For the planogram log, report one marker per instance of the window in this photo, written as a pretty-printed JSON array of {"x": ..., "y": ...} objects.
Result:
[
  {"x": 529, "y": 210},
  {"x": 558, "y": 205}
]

◇ ◇ ◇

◆ INSTRUCTIONS TO FOLLOW
Rewrite the records above with "window" changed to "door" and everything else left as it is.

◆ ANSWER FOR THE TASK
For the planogram log, report one marker per instance of the door in this photo, written as a pretty-printed JSON array of {"x": ..., "y": ...} objects.
Result:
[
  {"x": 529, "y": 210},
  {"x": 558, "y": 205}
]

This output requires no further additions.